§ Your objective
Convert every line of the listing below into a numbered list, omitting any blank lines.
┄┄┄┄┄┄
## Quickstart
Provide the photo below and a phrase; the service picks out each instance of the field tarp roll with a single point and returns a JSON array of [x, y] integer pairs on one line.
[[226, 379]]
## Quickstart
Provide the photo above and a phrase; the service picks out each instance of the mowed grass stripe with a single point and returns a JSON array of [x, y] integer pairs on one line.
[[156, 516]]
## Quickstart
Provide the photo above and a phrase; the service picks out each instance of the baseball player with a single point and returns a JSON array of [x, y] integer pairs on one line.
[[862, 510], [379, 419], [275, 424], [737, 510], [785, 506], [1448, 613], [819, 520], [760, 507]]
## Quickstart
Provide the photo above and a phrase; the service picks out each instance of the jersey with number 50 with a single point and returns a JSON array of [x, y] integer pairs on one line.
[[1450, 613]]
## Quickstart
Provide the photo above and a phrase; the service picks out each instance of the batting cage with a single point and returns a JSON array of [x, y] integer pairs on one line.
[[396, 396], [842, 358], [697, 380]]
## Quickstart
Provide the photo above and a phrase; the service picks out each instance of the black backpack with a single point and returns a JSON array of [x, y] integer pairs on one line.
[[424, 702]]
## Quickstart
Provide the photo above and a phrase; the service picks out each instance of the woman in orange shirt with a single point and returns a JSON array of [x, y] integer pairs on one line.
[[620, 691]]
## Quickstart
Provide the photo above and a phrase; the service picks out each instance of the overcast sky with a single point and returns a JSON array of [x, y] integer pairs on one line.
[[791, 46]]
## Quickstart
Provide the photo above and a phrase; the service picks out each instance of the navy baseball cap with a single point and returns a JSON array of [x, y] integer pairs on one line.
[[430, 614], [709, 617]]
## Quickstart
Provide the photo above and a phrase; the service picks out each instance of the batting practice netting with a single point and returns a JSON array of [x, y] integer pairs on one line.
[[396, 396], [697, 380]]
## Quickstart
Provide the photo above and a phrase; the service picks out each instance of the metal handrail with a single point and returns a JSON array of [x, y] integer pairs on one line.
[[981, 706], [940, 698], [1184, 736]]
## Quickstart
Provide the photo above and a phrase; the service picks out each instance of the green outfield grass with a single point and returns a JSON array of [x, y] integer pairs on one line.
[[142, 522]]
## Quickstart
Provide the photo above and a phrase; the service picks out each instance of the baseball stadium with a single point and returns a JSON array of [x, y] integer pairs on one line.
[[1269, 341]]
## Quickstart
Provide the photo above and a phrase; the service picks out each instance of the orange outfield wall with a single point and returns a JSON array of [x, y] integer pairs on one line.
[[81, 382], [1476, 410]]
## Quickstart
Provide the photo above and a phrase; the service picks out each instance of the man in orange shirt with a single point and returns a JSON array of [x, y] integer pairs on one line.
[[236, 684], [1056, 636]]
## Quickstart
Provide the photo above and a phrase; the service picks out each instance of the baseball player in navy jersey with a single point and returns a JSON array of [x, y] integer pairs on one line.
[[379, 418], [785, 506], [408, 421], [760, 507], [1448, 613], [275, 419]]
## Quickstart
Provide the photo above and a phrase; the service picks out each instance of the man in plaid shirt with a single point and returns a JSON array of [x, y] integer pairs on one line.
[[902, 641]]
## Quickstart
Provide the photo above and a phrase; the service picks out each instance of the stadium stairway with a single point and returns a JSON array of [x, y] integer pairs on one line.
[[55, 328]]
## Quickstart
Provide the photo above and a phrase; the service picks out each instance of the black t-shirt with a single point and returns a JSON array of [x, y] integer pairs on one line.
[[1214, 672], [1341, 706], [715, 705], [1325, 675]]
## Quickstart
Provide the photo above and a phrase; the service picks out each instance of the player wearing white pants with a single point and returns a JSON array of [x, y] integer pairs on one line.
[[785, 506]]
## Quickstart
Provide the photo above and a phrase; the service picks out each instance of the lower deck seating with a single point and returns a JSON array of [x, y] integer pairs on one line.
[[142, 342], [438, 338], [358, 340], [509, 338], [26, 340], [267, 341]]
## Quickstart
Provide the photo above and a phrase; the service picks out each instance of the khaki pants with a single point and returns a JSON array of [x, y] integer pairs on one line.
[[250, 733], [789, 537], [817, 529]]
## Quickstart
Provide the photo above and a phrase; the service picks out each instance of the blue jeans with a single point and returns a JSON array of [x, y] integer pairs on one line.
┄┄┄┄┄┄
§ Result for this exercise
1. ## Quickstart
2. Provide the photo below and a phrase; the service picks out each instance of the field tarp roll with a single point and returns a JSON array of [x, y] integer pairs on one line.
3. [[226, 379]]
4. ## Quickstart
5. Provide the photo above and a phrase; the service picks out each instance of the mowed grass stripe with a single point and returns a JSON array of [x, y] integer pairs on one line.
6. [[156, 516]]
7. ## Quickstart
8. Provide the photo above and a phrase; the service picks out each instance of the baseball player with a single point and returns a JSON array of [x, y] integer pairs on one line.
9. [[862, 510], [379, 419], [275, 424], [737, 510], [785, 506], [1448, 613], [819, 520], [760, 507]]
10. ## Quickstart
11. Provide the photo above and a phrase; the service picks out each instance of the jersey with number 50 with a single point and returns a JSON array of [x, y] integer pairs on one line.
12. [[1450, 613]]
13. ## Quickstart
14. Provide the photo above and a phrase; the service picks out each instance of the batting cage with a single point and returns a JSON array of [x, y] integer pairs on one line.
15. [[396, 396], [842, 358], [697, 380]]
16. ## Quickstart
17. Provide the photo above and a phrase; the service picks out each instance of the black backpack with a single point and returns a JSON array of [x, y] integer pairs on one line.
18. [[424, 702]]
19. ## Quickstart
20. Provide the photo above and a phrase; the service picks out each instance of the woman in orange shirt with a single point and returns a JSON array of [x, y] integer pairs on one line.
21. [[620, 691]]
22. ## Quickstart
23. Provide the photo above and a phrase; the service picks out each instance of the overcast sky with a single point and returns a JSON array of [x, y] integer pairs on one line.
24. [[791, 46]]
25. ## Quickstart
26. Provide the photo above and a phrase; the service picks out each instance of the navy baseball cap with a single point and returns a JSON array of [x, y] integer pairs on one line.
27. [[430, 614], [709, 617]]
28. ## Quickstart
29. Provide the photo above and a phrase; the service picks out each instance of the batting practice netting with a single point and returns a JSON array of [x, y] integer pairs on one line.
30. [[396, 396], [697, 380]]
31. ## Quickstart
32. Provide the photo above and a phrase; the service picks out each instance of the metal handrail with a single point and returns a JSON array of [x, y] integer pairs on one line.
33. [[981, 706], [940, 698], [1184, 736]]
34. ## Quickstart
35. Provide the photo above and a phrase; the service picks out each instance of the green outfield grass with a single point and returns a JSON array of [x, y] integer pairs on one line.
36. [[142, 522]]
37. ## Quickstart
38. Provide the photo above and a phrase; the service picks out each instance of the baseball stadium with a single point and returns a JSON array of [x, y] integer pairs on one line.
39. [[1269, 341]]
40. ## Quickstart
41. Provide the photo above and a phrase; the service picks out each instance of the orange outfield wall with a single point and returns a JSON array of [x, y] integer pairs on one line.
42. [[81, 382], [1476, 410]]
43. ## Quickstart
44. Provide the photo above and a phrase; the service picks out each instance of the man in orange shirt with a single point and returns a JSON array of [x, y] integer pairs on one line.
45. [[236, 684], [1056, 636]]
46. ## Quickstart
47. Provide the photo above and a phrase; the service picks out each instance of the baseball player in navy jersey with a single point and returns a JSON array of [x, y] integer pairs on one line.
48. [[379, 418], [785, 506], [408, 421], [760, 507], [1448, 613], [275, 419]]
49. ## Quickstart
50. Provide the photo above and a phrase; the service picks out each instance of the man in plaid shirt with a single point and returns a JSON array of [x, y] integer pairs on one line.
51. [[902, 641]]
52. ## Quickstart
53. Provide the photo above and a phrase; the service picks out each instance of the stadium stairway with a single point and returns a JSON array of [x, y] integer pairs on one line.
54. [[55, 328]]
55. ## Quickstart
56. Provide the photo above and a phrase; the service picks out each instance of the black t-shirt with a single point and returns a JSON array of [x, y] integer pairs on one line.
57. [[1214, 672], [1341, 706], [715, 705], [1325, 675]]
58. ## Quickstart
59. Provide the photo above and a phrase; the service picks out each instance of the player wearing white pants with a single point and returns a JSON array of [x, y] integer pairs on one line.
60. [[785, 506]]
61. ## Quickstart
62. Provide the photo above and a phrase; the service picks out each instance of the lower deck seating with a single point and returns a JSON array of [x, y] integer pairs on one line.
63. [[142, 342], [438, 338], [358, 340], [509, 338], [26, 340], [267, 341]]
64. ## Quickstart
65. Provide the photo above and a phrase; the service picks out each instance of the khaki pants with a single point and returns a JSON array of [x, y] integer pairs on one line.
66. [[250, 733], [789, 537], [817, 529]]
67. ## Quickstart
68. Provide the photo above and a phrase; the service picks out each instance of the blue jeans with a single point and returns a JSON array of [x, y] integer pairs on one line.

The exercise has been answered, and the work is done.